====== Text segment ======

On 29/12/2014 03:23, Kyle Lutz wrote:
On Sun, Dec 28, 2014 at 6:16 PM, Gruenke,Matt
wrote: -----Original Message----- From: Boost [mailto:boost-bounces@lists.boost.org] On Behalf Of Kyle Lutz Sent: Sunday, December 28, 2014 20:36 To: boost@lists.boost.org List Subject: Re: [boost] Synchronization (RE: [compute] review)
On Sun, Dec 28, 2014 at 4:46 PM, Gruenke,Matt wrote:
My understanding, based on comments you've made to other reviewers, is that functions like boost::compute::transform() are asynchronous when the result is on the device, but block when the result is on the host. This is what I'm concerned about. Is it true?
Yes this is correct. In general, algorithms like transform() are asynchronous when the input/output ranges are both on the device and synchronous when one of the ranges is on the host. I'll work on better ways to allow asynchrony in the latter case. One of my current ideas is add asynchronous memory-mapping support to the mapped_view class [1] which can then be used with any of the algorithms in an asynchronous fashion.

======

• **Set task**
Reproduce the thread from "On Sun, Dec 28, 2014 at 4:46" up to and including "an asynchronous fashion.", swapping every "device" for "GPU". The material here has no connection to the thread above.

====== Raw records ======

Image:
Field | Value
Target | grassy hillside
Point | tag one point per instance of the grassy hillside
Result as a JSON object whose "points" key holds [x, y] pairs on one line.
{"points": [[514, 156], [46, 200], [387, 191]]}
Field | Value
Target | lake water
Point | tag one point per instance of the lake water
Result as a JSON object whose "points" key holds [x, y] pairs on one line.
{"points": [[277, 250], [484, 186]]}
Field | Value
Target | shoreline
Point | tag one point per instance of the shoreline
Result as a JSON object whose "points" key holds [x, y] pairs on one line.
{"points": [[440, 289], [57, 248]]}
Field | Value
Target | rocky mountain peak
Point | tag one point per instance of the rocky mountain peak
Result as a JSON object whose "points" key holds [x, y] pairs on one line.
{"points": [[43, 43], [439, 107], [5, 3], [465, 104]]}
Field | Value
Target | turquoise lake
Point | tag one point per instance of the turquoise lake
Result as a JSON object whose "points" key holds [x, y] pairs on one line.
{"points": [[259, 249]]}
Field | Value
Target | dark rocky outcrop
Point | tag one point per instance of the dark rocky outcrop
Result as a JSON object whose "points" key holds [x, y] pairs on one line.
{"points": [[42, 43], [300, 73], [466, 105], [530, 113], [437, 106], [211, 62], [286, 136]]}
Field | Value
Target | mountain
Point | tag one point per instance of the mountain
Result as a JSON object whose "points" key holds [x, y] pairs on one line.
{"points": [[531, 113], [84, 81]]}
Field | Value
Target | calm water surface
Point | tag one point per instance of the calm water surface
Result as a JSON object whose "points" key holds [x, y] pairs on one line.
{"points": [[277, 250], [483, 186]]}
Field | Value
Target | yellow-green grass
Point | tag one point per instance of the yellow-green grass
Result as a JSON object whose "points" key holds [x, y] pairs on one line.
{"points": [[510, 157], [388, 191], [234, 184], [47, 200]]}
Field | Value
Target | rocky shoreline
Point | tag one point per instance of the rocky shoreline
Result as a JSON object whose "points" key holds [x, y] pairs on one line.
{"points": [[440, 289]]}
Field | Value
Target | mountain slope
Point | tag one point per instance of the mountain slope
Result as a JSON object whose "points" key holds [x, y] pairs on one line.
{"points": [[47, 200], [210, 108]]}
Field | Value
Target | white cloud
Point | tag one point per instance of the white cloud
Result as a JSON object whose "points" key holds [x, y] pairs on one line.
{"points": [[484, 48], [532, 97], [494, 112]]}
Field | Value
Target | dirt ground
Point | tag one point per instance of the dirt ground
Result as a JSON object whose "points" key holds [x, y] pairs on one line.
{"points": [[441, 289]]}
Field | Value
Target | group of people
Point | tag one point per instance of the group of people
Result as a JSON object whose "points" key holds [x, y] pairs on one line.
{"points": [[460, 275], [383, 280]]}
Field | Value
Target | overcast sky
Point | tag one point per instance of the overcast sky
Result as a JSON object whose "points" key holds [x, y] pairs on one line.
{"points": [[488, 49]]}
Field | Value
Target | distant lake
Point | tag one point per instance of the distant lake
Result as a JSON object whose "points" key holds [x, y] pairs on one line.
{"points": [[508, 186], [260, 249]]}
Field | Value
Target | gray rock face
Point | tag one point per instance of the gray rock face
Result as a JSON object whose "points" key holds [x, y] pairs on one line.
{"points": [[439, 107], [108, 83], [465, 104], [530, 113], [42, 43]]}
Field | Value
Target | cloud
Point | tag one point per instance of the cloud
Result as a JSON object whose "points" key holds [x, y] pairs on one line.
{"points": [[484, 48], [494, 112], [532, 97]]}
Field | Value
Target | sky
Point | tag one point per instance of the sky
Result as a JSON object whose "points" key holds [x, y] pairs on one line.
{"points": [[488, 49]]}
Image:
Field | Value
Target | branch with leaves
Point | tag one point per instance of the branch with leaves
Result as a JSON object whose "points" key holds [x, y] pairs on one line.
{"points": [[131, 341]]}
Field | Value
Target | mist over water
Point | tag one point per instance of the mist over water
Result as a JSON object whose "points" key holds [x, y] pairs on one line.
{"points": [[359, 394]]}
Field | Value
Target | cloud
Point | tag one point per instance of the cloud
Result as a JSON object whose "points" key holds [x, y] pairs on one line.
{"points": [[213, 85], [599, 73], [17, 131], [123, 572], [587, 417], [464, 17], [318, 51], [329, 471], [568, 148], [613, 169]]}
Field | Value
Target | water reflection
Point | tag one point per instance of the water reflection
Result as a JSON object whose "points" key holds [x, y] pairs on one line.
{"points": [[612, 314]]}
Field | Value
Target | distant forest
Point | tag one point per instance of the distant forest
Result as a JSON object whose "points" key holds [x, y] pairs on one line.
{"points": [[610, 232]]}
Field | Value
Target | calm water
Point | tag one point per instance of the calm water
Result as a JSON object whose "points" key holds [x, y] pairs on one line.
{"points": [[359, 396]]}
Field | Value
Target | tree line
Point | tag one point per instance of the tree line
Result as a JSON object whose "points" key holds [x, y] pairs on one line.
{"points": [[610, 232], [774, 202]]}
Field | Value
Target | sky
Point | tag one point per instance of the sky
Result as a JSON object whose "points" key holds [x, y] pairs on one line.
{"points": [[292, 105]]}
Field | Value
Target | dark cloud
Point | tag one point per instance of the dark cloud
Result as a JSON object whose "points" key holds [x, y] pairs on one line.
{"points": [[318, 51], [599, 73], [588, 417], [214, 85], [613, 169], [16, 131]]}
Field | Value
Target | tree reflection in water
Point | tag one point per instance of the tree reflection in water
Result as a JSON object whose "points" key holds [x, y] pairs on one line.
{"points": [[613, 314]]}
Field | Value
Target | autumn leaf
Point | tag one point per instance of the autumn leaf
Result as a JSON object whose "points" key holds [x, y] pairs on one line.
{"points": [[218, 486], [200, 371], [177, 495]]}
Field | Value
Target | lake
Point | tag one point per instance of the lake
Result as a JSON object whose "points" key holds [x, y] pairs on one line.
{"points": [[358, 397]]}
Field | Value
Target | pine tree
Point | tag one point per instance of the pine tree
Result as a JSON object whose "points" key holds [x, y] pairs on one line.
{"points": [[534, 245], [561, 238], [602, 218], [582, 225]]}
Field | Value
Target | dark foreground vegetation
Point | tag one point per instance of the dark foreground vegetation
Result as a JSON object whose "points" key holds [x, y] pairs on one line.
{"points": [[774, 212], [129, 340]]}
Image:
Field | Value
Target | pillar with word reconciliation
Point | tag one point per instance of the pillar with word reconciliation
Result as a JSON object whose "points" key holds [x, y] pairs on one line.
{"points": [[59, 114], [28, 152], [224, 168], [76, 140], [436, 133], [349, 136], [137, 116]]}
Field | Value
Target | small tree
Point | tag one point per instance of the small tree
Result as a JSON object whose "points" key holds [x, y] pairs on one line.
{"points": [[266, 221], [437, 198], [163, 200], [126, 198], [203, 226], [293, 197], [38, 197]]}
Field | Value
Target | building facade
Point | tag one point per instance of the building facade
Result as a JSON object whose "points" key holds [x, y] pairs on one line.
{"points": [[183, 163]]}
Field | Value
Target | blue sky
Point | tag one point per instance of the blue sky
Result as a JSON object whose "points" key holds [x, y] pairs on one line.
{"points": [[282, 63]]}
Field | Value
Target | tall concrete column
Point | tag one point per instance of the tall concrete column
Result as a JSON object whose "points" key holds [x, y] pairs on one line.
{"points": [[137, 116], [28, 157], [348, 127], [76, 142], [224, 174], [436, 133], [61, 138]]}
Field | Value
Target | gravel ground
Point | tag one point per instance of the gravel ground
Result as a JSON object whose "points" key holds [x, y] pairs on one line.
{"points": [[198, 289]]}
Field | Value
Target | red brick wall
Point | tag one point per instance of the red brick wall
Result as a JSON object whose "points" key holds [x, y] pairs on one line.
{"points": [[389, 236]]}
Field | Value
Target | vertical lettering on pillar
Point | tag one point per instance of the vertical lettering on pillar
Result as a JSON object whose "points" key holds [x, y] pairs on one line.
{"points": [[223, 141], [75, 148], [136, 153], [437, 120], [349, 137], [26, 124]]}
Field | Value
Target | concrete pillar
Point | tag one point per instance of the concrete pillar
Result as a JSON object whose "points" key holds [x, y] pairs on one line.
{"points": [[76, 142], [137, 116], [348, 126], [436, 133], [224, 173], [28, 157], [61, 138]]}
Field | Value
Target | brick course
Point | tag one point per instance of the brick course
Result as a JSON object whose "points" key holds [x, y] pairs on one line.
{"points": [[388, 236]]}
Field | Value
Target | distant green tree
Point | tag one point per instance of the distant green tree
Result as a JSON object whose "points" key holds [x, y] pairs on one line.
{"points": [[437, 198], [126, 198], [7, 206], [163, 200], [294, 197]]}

======

• **Output**
On Sun, Dec 28, 2014 at 4:46 PM, Gruenke,Matt wrote:
My understanding, based on comments you've made to other reviewers, is that functions like boost::compute::transform() are asynchronous when the result is on the GPU, but block when the result is on the host. This is what I'm concerned about. Is it true?
Yes this is correct. In general, algorithms like transform() are asynchronous when the input/output ranges are both on the GPU and synchronous when one of the ranges is on the host. I'll work on better ways to allow asynchrony in the latter case. One of my current ideas is add asynchronous memory-mapping support to the mapped_view class [1] which can then be used with any of the algorithms in an asynchronous fashion.